_Excerpt to read_

════════════════

There is increased expectation that the global central banks including US Federal Reserve and the RBI could moderate the policy rate hikes going forward. While the Fed’s action will impact the decision of other central banks including RBI, that will not be the prime driver. Let us look closely at factors that will impact RBI’s decision.

The US dollar has halted its strengthening streak on the expectation of moderation in rate hikes by the Fed. This in turn implies lesser weakening pressure on Indian rupee. This definitely gives a breather to the RBI at a time when there are already many external vulnerabilities like widening of CAD (current account deficit) and lower capital inflows.

Talking about inflation there is some respite on that front too. CPI inflation has moderated to 6.8 per cent and is likely to moderate further (supported by base effect) and inch below 6 per cent by the end of the fiscal year. The moderation in global commodity prices is a big comforting factor. WPI inflation, which is impacted more by the global commodity prices, has halved from more than 16 per cent in May-June to around 8 per cent in October. But the global situation remains volatile and risk of commodity prices again spiralling up cannot be ruled out.

════════════════

_Study material_
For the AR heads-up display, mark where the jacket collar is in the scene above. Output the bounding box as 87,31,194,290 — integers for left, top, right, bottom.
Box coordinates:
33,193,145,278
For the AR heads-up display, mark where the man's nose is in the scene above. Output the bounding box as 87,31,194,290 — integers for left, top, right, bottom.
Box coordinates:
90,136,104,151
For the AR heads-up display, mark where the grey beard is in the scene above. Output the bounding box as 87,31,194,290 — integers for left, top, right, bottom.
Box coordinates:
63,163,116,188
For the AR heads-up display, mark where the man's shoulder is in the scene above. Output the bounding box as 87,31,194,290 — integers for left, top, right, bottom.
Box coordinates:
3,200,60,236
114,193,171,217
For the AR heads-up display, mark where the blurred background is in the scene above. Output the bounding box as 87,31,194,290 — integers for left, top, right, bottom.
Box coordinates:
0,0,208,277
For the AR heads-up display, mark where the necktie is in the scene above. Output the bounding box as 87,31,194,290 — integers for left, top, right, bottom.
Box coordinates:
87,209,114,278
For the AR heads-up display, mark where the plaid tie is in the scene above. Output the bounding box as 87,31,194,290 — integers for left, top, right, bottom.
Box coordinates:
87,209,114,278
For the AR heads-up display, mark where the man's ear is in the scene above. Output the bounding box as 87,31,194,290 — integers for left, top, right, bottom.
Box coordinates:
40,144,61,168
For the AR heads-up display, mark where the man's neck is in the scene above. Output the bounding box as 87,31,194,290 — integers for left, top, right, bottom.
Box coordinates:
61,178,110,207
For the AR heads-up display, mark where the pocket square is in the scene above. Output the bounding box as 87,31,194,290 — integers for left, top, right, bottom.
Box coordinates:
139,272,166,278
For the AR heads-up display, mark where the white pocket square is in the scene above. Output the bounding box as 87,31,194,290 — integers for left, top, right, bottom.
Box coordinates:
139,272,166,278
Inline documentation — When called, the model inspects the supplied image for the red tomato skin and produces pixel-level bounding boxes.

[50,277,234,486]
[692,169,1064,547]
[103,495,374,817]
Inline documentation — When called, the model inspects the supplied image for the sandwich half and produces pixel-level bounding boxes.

════════════════

_Tasks to complete_
1. List every percentage figure given in the text on the RBI's policy rate outlook.
2. Extend the text on the RBI's policy rate outlook, beginning after its last sentence.
The records are separate material and are not connected to the text on the RBI's policy rate outlook.

_Your responses_
1. 6.8 per cent, 6 per cent, 16 per cent, 8 per cent

2.
Moreover, core inflation has remained above 6 per cent for the last few months, reflecting the deep entrenchment of overall inflation. Food inflation remains high, with cereal inflation touching 12 per cent. Spike in food inflation runs the risk of putting further upward pressure on household inflationary expectations. Household inflationary expectations have inched up to more than 10 per cent, the highest level in the current year. So, while there is comfort on the inflation front, the central bank still needs to remain vigilant. As far as growth is concerned, while the Q2 GDP growth was on expected lines, the contraction in manufacturing sector is worrisome. On the positive side, service sector is recording strong momentum. Consumption and Investment GDP have recorded a healthy growth compared to the pre-pandemic period. But slowdown of external demand and widening of trade deficit remains a concern. Corporate results for Q2 shows healthy sales growth, but there is a sharp squeeze on profit margins.

As the last MPC meeting, two of the members had conveyed their concerns on interest rate hikes overshooting the requirement and hence denting growth. This is one aspect that RBI would be cautious of as the real interest rate moves to the positive territory.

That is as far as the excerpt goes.